**YOUR GOAL:**
Reproduce verbatim the portion of the article on de Blasio and the yeshiva crackdown, everything from "Earlier that day, large" down to "Orthodox Jewish community.".

**SUPPLIED PASSAGE:**

- The Washington Times - Tuesday, May 19, 2020

New York City Mayor Bill de Blasio defended Tuesday his crackdown on an underground yeshiva, saying it was “absolutely unacceptable” for the Orthodox Jewish school to violate the city’s pandemic order against large gatherings.

“It’s absolutely unacceptable what the folks at this yeshiva did,” said Mr. de Blasio on the PIX 11 Morning News. “They had been warned, everyone had been warned so many times.”

At the same time, he said the Nitra Yeshiva in the Bedford-Stuyvesant neighborhood would not be issued a summons after being caught with about 70 people inside, saying that they obeyed a police order to disperse.

“The NYPD, if they find any gathering, they’re going to break it up,” Mr. de Blasio said. “But the first goal is just for people to disperse and not come back. The summons is there for anyone who resists, so in this case as I understand it, they immediately dispersed.”

He added, “They will not be coming back, I assure you, and if we have to shut down that building entirely, we will.”



The episode comes with the mayor’s relationship with the Jewish community already tense after he broke up a funeral gathering for an Orthodox rabbi last month in Brooklyn, prompting accusations of selective enforcement.

Earlier that day, large crowds had gathered for a Blue Angels flyover without any reaction from police, but Mr. de Blasio later warned “the Jewish community, and all communities” that “the time for warnings has passed.”

“Stop going after Jews,” tweeted Republican state Senate candidate J.T. Lewis. “At least pretend you’re not targeting a single group.”

Others noted that the city has continued to allow public transit, despite the large crowds and enclosed spaces, and that children are generally at low risk for the novel coronavirus.

Tweeted Georgetown Law School professor Randy Barnett: “Let’s face it folks. Large gatherings of Jews just set him off for some reason.”

Others asked if the city’s failure to issue a summons was an indication of favoritism toward the Orthodox Jewish community.

“I have to ask this just because we had this conversation last week about a related issue: Do you have some kind of political understanding with leaders of the Orthodox community that there will basically be no enforcement around this?” asked Spectrum News NY1’s Errol Louis.

Mr. de Blasio insisted that “we’re going to treat everyone the same. No gatherings, period.”

**SOURCE INFORMATION:**
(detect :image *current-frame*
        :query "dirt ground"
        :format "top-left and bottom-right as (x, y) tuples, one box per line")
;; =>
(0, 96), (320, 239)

**RESULT:**
Earlier that day, large crowds had gathered for a Blue Angels flyover without any reaction from police, but Mr. de Blasio later warned “the Jewish community, and all communities” that “the time for warnings has passed.”

“Stop going after Jews,” tweeted Republican state Senate candidate J.T. Lewis. “At least pretend you’re not targeting a single group.”

Others noted that the city has continued to allow public transit, despite the large crowds and enclosed spaces, and that children are generally at low risk for the novel coronavirus.

Tweeted Georgetown Law School professor Randy Barnett: “Let’s face it folks. Large gatherings of Jews just set him off for some reason.”

Others asked if the city’s failure to issue a summons was an indication of favoritism toward the Orthodox Jewish community.